Your instructions
Word for word, write out all of the entries that follow.

[Dataset entries]
───

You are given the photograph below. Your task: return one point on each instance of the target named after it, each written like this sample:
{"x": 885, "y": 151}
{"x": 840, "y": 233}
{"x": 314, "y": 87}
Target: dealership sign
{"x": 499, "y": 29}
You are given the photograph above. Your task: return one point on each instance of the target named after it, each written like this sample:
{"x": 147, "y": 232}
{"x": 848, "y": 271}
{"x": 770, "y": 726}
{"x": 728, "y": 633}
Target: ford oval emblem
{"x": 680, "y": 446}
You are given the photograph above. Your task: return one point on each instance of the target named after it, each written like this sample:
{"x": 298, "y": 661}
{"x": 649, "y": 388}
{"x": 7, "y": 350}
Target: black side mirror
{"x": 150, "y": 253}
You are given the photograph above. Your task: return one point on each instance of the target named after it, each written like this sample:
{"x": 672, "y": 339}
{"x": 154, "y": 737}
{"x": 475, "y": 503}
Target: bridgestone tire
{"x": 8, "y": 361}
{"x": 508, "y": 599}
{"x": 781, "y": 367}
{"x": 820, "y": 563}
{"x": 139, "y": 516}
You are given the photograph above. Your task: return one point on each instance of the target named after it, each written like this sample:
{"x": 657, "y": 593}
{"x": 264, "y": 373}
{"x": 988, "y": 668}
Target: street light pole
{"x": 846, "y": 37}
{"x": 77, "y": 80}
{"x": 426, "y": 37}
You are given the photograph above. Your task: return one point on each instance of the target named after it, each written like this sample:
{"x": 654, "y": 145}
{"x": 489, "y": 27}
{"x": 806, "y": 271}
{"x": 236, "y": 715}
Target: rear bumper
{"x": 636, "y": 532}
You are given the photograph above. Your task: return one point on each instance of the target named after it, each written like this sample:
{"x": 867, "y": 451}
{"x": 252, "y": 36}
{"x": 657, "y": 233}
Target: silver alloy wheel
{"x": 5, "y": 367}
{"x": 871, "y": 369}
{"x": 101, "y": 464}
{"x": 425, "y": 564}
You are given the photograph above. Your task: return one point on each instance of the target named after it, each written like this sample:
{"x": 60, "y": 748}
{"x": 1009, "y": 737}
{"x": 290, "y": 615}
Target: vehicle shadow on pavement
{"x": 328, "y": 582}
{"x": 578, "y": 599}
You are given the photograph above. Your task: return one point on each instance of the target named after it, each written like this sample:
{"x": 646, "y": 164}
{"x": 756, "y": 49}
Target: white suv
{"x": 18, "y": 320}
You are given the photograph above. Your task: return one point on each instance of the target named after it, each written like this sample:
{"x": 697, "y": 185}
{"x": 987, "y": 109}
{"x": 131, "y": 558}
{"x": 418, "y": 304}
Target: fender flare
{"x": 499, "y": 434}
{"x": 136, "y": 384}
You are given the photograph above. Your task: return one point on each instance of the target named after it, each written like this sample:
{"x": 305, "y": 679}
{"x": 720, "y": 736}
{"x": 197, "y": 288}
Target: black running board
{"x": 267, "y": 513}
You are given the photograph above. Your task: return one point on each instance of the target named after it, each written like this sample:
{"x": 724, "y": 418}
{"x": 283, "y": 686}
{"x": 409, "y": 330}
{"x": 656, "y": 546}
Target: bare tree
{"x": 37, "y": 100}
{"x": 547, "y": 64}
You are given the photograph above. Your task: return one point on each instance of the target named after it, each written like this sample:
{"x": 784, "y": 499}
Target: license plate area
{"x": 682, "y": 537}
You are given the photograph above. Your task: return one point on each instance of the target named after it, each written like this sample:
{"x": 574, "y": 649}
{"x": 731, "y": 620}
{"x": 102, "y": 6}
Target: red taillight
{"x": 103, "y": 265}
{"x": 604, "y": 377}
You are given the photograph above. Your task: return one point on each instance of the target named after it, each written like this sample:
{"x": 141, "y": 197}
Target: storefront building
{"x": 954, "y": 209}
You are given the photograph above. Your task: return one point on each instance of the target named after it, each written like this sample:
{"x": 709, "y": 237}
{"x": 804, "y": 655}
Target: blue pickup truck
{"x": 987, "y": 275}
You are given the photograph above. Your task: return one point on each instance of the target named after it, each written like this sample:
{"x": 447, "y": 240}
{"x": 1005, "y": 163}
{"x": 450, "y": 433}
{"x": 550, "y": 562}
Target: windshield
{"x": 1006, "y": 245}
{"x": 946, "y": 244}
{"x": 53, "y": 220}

───

Result for this task
You are given the photograph below. Your task: return one point on each instance of the target named after it, each written like this sample:
{"x": 885, "y": 151}
{"x": 840, "y": 233}
{"x": 314, "y": 87}
Target: dealership sign
{"x": 499, "y": 29}
You are given the photograph above. Your task: return one point on each instance of the target named after it, each written like this sample:
{"x": 147, "y": 232}
{"x": 848, "y": 271}
{"x": 770, "y": 726}
{"x": 728, "y": 633}
Target: ford oval emblem
{"x": 680, "y": 446}
You are given the photograph above. Your task: return one point on each instance of the target named after it, each written like this sample:
{"x": 298, "y": 661}
{"x": 649, "y": 388}
{"x": 7, "y": 350}
Target: black side mirror
{"x": 150, "y": 253}
You are given the photograph above. Your task: return one point on each instance of the target named after it, each written like this sample:
{"x": 672, "y": 339}
{"x": 154, "y": 737}
{"x": 475, "y": 503}
Target: bridgestone tire
{"x": 8, "y": 361}
{"x": 508, "y": 599}
{"x": 781, "y": 367}
{"x": 820, "y": 563}
{"x": 139, "y": 516}
You are given the photograph above. Your task: return one point on each instance of the target named after it, each written like this sample:
{"x": 657, "y": 593}
{"x": 264, "y": 373}
{"x": 988, "y": 668}
Target: street light pole
{"x": 846, "y": 37}
{"x": 77, "y": 80}
{"x": 426, "y": 37}
You are given the photograph above. Your task: return one point on each instance of the target named after it, each written like this sample:
{"x": 654, "y": 145}
{"x": 489, "y": 27}
{"x": 806, "y": 271}
{"x": 236, "y": 715}
Target: rear bumper
{"x": 636, "y": 532}
You are given the photograph above. Your task: return one point on each instance of the target named after it, each written like this sample:
{"x": 867, "y": 451}
{"x": 252, "y": 36}
{"x": 657, "y": 233}
Target: silver alloy wheel
{"x": 5, "y": 367}
{"x": 871, "y": 369}
{"x": 101, "y": 464}
{"x": 425, "y": 564}
You are given the photograph above. Your task: return one point on each instance of the target named after it, each written like this sample:
{"x": 60, "y": 748}
{"x": 1009, "y": 737}
{"x": 290, "y": 615}
Target: vehicle shadow on pavement
{"x": 328, "y": 582}
{"x": 578, "y": 599}
You are given the photograph above. Your task: return one point on each instance of the target named after it, each written like this sample:
{"x": 646, "y": 164}
{"x": 756, "y": 49}
Target: white suv
{"x": 18, "y": 320}
You are given the photograph above. Your task: return one point on each instance of the target named after it, each written like this sample:
{"x": 697, "y": 185}
{"x": 987, "y": 109}
{"x": 131, "y": 558}
{"x": 418, "y": 304}
Target: fender flare
{"x": 499, "y": 434}
{"x": 136, "y": 384}
You are given the photograph above. Your task: return one point on each instance of the target named after it, each written like this sample:
{"x": 305, "y": 679}
{"x": 720, "y": 736}
{"x": 197, "y": 288}
Target: black running board
{"x": 267, "y": 513}
You are given the photograph above. Your task: return one point on each instance of the target named after it, each written like this sample:
{"x": 724, "y": 418}
{"x": 283, "y": 686}
{"x": 409, "y": 330}
{"x": 656, "y": 546}
Target: bare tree
{"x": 37, "y": 100}
{"x": 547, "y": 64}
You are given the photograph above. Your task: return one point on each instance of the target named after it, each written like this sample:
{"x": 784, "y": 499}
Target: license plate area
{"x": 682, "y": 537}
You are given the photograph above. Your task: return one point on each instance of the target named after it, each written like this sample:
{"x": 574, "y": 649}
{"x": 731, "y": 620}
{"x": 102, "y": 6}
Target: red taillight
{"x": 103, "y": 265}
{"x": 604, "y": 377}
You are given the photograph above. Your task: return one point on each instance of the target named after it, each written like this sample:
{"x": 141, "y": 197}
Target: storefront building
{"x": 954, "y": 209}
You are given the photograph above. Your task: return one point on each instance of the target named after it, each written like this sample:
{"x": 709, "y": 237}
{"x": 804, "y": 655}
Target: blue pickup truck
{"x": 987, "y": 275}
You are given the photograph above. Your task: return one point on each instance of the target named after it, each written like this sample:
{"x": 447, "y": 240}
{"x": 1005, "y": 163}
{"x": 450, "y": 433}
{"x": 550, "y": 562}
Target: windshield
{"x": 1006, "y": 245}
{"x": 946, "y": 244}
{"x": 53, "y": 220}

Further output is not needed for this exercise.